Object point labels:
§ §

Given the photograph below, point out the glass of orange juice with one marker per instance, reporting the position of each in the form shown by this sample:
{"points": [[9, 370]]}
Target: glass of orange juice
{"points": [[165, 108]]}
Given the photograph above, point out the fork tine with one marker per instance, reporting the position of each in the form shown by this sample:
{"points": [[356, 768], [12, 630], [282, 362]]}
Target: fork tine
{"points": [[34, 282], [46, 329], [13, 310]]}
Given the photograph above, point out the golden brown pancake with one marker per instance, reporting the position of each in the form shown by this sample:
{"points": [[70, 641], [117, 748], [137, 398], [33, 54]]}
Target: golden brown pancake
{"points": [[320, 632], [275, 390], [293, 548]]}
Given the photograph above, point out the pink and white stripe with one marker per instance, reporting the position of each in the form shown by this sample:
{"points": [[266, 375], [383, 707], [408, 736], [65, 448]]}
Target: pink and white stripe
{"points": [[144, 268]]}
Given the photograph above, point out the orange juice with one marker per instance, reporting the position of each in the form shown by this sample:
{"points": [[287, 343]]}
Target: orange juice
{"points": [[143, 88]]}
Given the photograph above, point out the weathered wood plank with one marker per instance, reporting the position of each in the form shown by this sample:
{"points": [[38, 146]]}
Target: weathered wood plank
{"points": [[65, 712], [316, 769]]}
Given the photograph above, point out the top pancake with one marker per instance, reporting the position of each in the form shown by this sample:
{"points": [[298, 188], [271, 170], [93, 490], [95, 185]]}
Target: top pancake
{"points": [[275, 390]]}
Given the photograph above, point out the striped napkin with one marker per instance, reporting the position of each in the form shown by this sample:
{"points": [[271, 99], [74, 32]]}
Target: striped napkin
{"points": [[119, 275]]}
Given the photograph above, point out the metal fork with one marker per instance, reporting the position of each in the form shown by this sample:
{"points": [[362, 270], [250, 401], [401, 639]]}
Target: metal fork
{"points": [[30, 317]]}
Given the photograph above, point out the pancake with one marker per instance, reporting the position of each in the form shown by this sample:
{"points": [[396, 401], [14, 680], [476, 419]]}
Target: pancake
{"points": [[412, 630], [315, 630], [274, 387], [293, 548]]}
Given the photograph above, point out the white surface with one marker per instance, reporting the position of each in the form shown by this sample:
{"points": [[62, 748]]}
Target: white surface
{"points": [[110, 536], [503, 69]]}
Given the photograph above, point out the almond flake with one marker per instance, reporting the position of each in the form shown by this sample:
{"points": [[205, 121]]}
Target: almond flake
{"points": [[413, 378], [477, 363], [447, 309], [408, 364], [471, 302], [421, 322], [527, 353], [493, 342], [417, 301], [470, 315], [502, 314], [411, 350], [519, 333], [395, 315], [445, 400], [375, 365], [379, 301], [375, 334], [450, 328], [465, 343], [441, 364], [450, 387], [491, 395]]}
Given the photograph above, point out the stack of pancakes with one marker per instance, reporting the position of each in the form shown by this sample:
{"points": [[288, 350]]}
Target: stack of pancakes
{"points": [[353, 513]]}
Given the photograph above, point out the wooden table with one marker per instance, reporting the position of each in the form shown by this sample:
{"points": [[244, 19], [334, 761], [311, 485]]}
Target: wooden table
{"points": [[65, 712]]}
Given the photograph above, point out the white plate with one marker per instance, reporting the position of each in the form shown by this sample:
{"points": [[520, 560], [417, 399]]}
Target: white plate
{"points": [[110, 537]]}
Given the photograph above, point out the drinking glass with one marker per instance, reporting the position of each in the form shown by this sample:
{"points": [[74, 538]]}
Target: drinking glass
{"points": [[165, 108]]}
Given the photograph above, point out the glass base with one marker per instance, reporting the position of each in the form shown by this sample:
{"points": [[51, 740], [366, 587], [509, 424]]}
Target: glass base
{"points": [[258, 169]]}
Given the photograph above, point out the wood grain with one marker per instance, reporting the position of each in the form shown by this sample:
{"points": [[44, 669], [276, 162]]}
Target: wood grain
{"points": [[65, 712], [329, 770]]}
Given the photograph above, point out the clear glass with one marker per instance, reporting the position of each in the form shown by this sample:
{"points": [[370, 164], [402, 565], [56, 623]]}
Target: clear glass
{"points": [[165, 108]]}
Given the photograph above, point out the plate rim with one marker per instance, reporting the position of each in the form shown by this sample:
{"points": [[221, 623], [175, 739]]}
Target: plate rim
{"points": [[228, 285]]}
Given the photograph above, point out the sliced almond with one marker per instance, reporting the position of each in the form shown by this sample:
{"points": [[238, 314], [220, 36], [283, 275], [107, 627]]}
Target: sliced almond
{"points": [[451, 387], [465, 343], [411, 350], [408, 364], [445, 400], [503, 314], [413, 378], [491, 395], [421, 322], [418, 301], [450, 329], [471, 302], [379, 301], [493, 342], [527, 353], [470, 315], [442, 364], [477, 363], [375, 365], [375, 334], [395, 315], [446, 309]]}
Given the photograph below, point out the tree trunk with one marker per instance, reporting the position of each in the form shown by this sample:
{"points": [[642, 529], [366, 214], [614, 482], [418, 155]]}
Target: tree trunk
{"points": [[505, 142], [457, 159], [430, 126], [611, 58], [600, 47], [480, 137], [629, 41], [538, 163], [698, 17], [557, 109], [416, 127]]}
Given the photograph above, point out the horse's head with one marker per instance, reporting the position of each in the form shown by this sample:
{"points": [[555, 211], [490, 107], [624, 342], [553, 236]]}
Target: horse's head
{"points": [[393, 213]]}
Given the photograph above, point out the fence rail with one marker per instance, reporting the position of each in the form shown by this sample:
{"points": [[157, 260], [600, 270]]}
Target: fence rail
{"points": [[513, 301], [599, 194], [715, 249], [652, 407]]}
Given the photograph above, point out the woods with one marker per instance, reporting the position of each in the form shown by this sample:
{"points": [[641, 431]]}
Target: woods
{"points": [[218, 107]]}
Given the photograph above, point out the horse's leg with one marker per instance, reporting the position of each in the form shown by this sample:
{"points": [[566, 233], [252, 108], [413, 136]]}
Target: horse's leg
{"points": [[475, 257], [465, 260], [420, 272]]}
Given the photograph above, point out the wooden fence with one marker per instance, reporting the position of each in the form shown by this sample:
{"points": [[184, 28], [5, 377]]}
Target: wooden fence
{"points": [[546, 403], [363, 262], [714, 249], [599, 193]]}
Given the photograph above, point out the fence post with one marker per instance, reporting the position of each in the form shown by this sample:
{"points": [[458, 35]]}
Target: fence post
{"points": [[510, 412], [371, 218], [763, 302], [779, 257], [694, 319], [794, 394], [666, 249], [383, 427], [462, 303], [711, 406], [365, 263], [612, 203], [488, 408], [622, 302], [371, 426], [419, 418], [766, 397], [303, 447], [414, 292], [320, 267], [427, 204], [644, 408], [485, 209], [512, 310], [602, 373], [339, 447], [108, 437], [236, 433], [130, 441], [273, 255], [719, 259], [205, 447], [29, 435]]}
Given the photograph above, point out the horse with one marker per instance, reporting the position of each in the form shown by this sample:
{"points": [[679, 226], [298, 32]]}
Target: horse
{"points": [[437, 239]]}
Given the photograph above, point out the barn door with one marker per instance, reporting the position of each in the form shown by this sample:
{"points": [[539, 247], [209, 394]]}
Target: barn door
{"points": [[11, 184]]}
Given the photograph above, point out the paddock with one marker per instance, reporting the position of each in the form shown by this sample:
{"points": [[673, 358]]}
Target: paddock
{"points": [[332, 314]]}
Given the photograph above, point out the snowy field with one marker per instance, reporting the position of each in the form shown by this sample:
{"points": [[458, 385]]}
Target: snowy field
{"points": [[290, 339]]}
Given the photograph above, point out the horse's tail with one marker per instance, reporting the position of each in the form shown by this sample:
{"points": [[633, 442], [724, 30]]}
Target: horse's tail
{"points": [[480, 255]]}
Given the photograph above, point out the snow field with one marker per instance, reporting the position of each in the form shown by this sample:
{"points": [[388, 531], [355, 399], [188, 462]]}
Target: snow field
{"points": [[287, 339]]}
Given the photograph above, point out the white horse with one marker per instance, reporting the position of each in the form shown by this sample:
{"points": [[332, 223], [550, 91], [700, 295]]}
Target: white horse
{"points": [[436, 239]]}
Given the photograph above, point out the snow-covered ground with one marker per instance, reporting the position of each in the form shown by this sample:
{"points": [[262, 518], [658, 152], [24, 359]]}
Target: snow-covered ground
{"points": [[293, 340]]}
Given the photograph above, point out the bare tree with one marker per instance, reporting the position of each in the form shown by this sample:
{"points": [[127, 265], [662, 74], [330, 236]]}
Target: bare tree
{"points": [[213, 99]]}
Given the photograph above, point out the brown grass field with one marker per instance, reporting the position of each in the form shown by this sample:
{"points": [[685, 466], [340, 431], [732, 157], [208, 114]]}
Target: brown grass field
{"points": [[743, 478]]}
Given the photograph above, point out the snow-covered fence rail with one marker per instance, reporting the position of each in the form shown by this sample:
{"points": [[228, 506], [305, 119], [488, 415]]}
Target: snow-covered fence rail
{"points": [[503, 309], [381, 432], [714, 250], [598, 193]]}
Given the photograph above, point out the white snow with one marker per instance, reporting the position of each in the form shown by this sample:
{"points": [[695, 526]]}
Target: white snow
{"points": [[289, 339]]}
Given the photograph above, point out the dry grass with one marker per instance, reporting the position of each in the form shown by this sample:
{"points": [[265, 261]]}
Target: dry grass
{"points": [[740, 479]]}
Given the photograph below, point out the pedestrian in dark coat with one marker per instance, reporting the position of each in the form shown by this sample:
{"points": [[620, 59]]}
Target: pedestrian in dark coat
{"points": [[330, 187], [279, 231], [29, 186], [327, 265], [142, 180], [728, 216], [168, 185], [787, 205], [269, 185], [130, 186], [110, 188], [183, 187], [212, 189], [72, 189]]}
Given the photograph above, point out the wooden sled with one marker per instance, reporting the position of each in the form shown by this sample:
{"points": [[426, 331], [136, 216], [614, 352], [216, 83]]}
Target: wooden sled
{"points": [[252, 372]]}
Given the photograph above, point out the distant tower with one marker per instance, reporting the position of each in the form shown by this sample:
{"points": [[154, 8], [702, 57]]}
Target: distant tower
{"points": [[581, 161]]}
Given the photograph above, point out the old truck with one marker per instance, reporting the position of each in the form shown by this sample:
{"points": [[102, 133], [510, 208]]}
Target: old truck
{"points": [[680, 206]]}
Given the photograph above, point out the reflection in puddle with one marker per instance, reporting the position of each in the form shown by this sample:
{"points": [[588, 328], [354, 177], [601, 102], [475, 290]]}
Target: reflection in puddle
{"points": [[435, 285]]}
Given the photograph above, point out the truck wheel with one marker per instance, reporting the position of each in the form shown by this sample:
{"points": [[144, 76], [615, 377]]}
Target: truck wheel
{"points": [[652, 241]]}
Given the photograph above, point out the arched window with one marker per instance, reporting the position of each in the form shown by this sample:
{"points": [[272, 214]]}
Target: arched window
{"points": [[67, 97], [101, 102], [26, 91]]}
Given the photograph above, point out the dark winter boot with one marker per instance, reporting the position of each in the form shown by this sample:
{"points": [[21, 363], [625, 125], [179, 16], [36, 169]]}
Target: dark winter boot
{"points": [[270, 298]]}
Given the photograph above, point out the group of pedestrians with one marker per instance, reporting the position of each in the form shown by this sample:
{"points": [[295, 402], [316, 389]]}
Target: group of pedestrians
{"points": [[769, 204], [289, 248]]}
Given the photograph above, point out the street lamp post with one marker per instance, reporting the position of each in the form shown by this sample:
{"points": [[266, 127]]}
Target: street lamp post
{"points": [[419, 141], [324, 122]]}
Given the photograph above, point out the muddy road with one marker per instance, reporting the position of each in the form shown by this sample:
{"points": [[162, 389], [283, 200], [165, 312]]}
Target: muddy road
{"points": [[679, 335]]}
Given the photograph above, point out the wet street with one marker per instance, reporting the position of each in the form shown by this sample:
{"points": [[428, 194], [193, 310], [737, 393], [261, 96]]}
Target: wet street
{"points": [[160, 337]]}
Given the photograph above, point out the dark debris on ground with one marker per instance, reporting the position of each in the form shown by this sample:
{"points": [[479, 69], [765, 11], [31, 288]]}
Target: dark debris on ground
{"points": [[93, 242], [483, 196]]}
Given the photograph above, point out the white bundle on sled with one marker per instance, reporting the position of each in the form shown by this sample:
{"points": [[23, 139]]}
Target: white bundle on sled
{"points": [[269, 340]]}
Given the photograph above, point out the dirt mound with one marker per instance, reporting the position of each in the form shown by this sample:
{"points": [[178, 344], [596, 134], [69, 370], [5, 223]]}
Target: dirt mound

§ §

# Instructions for the task
Set down nothing but the lines from the one with "Given the photograph above, point out the street" through the end of the records, keeping each line exactly as written and including both ends.

# Task output
Given the photograph above, point out the street lamp post with one marker per instance, reporting the position of each in the form shown by this sample:
{"points": [[266, 127]]}
Target: street lamp post
{"points": [[419, 141], [324, 122]]}
Given the photograph above, point out the muddy road with one marker per instance, reporting the position of each in the form shown by this sample:
{"points": [[162, 389], [283, 200], [165, 312]]}
Target: muddy road
{"points": [[679, 335]]}
Given the photograph above, point out the wet street with one marker per instance, reporting the position of each in the form shown by this sample:
{"points": [[428, 194], [193, 310], [737, 393], [261, 96]]}
Target: wet street
{"points": [[160, 337]]}
Given the photograph above, point out the dark debris on ground with one marker per instance, reporting the position of each in the form shown by this sample:
{"points": [[479, 69], [765, 11], [31, 288]]}
Target: dark debris on ground
{"points": [[93, 242], [483, 196]]}
Given the photograph above, point out the white bundle on sled with one marker per instance, reporting the position of each in the form shown by this sample:
{"points": [[23, 139]]}
Target: white bundle on sled
{"points": [[269, 340]]}
Given the photograph above, point out the dirt mound with one marker per instance, reporting the position of each in the form shown by this sample:
{"points": [[178, 344], [596, 134], [69, 370], [5, 223]]}
Target: dirt mound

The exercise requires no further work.